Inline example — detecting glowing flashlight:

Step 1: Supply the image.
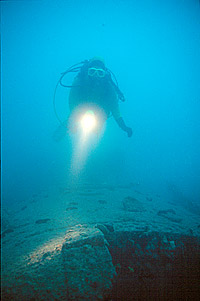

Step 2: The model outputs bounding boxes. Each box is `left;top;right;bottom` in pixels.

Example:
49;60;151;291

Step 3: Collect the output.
80;111;97;133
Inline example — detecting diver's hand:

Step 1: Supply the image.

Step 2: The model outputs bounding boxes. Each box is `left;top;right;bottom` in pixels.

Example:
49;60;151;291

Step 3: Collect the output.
126;127;133;138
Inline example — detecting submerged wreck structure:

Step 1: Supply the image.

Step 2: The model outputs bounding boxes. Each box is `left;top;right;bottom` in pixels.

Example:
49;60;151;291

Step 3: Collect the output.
2;187;200;300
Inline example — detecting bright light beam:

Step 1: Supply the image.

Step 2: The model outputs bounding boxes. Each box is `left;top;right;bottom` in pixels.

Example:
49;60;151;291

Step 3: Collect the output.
80;111;97;134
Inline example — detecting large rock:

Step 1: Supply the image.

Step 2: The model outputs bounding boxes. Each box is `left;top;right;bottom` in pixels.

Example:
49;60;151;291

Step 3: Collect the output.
3;225;116;300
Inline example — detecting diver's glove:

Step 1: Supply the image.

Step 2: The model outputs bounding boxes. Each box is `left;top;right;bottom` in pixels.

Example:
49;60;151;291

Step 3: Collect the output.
126;127;133;138
116;117;133;137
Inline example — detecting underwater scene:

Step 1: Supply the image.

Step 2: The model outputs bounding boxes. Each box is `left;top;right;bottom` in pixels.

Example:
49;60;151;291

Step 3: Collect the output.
0;0;200;301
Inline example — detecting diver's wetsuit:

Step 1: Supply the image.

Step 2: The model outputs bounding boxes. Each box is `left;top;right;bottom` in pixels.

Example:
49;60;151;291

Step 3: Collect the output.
69;76;121;120
68;69;132;137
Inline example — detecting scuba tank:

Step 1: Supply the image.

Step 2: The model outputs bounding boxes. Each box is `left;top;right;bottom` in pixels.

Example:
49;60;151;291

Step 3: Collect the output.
53;60;125;125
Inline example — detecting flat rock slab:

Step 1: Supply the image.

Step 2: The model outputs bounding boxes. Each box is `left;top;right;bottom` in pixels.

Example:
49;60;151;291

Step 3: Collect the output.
3;225;116;300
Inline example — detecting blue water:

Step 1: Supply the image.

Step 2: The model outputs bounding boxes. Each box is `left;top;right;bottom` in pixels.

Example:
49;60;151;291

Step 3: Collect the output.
1;0;200;204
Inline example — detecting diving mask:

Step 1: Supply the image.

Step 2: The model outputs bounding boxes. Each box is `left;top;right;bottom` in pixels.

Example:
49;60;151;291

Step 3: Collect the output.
88;67;106;77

**OBJECTIVE:** Render all the records above as a Markdown table with the columns Row and Line, giving each line its own numbered row. Omit blank lines and the pictures.

**REPLY TO THE EXERCISE:**
| Row | Line |
|---|---|
| 1 | Inline example — detecting glowing flashlight: |
| 2 | Step 1: Supply the image. |
| 3 | Step 2: The model outputs bounding boxes. Each box is `left;top;right;bottom` in pixels. |
| 4 | Example: |
| 5 | 49;60;151;291 |
| 6 | Step 3: Collect the output. |
| 7 | 80;111;97;133 |
| 8 | Inline example — detecting diver's hand: |
| 9 | Step 1: Supply the image. |
| 10 | Step 2: The model outputs bounding boxes. Each box is `left;top;right;bottom` in pixels. |
| 11 | Example: |
| 12 | 49;60;151;291 |
| 13 | Step 3: Collect the output. |
| 14 | 126;127;133;138 |
| 15 | Inline example — detecting submerged wreck structure: |
| 16 | Step 1: Supply the image. |
| 17 | Step 2: The model outputs bounding boxes. Each box is `left;top;right;bottom` in pixels. |
| 18 | Example: |
| 19 | 49;60;151;291 |
| 20 | Step 3: Collect the output. |
| 21 | 2;187;200;300 |
| 22 | Inline example — detecting bright light beam: |
| 23 | Step 1: Supply the image. |
| 24 | Step 2: The model outputs bounding boxes. Each box is `left;top;right;bottom` in pixels. |
| 25 | Example: |
| 26 | 49;60;151;291 |
| 27 | Step 3: Collect the output. |
| 28 | 80;111;97;134 |
| 29 | Inline example — detecting large rock: |
| 30 | Step 1: Supply the image. |
| 31 | Step 2: The model outputs bounding boxes. Each box is `left;top;right;bottom` in pixels. |
| 32 | Example: |
| 33 | 49;60;151;291 |
| 34 | Step 3: Collect the output. |
| 35 | 3;225;116;300 |
| 36 | Inline example — detecting diver's glove: |
| 37 | Step 1: Supply the image. |
| 38 | Step 2: The model outputs bounding boxes. Each box is `left;top;right;bottom` in pixels. |
| 39 | Example: |
| 40 | 49;60;151;291 |
| 41 | Step 3: Collect the output. |
| 42 | 126;127;133;138 |
| 43 | 116;117;133;137 |
| 44 | Inline example — detecting underwater scene: |
| 45 | Step 1: Supply the image. |
| 46 | Step 2: The model outputs bounding boxes. Each box is `left;top;right;bottom` in pixels. |
| 47 | Example: |
| 48 | 49;60;151;291 |
| 49 | Step 3: Collect the output. |
| 50 | 0;0;200;301 |
| 51 | Inline example — detecting diver's wetsuit: |
| 52 | Step 1: Supply the image. |
| 53 | Step 2: The model outputs bounding boxes. Each box is `left;top;right;bottom` in pixels. |
| 54 | Example: |
| 55 | 49;60;151;291 |
| 56 | Step 3: Collect the output. |
| 57 | 69;76;121;120 |
| 58 | 68;69;132;137 |
| 59 | Inline example — detecting scuba tank: |
| 60 | Step 1: Supply the image. |
| 61 | Step 2: The model outputs bounding boxes. Each box is `left;top;right;bottom` in pixels. |
| 62 | Example: |
| 63 | 49;60;151;291 |
| 64 | Step 3: Collect the output. |
| 65 | 53;60;125;125 |
| 66 | Inline example — detecting flat rock slab: |
| 67 | Step 1: Supply the image. |
| 68 | Step 2: The model outputs bounding boxes. Each box is `left;top;right;bottom` in pixels. |
| 69 | Example: |
| 70 | 49;60;151;291 |
| 71 | Step 3: Collect the output. |
| 72 | 3;225;116;300 |
| 73 | Inline example — detecting blue water: |
| 74 | Step 1: Supply the image. |
| 75 | Step 2: The model outputs bounding boxes. Each box is `left;top;right;bottom` in pixels. |
| 76 | Example: |
| 77 | 49;60;151;291 |
| 78 | Step 3: Collect the output. |
| 79 | 1;0;200;204 |
| 80 | Inline example — detecting diving mask: |
| 81 | Step 1: Supply the image. |
| 82 | Step 2: The model outputs bounding boxes. Each box is `left;top;right;bottom` in pixels. |
| 83 | Example: |
| 84 | 49;60;151;291 |
| 85 | Step 3: Collect the output. |
| 86 | 88;67;106;77 |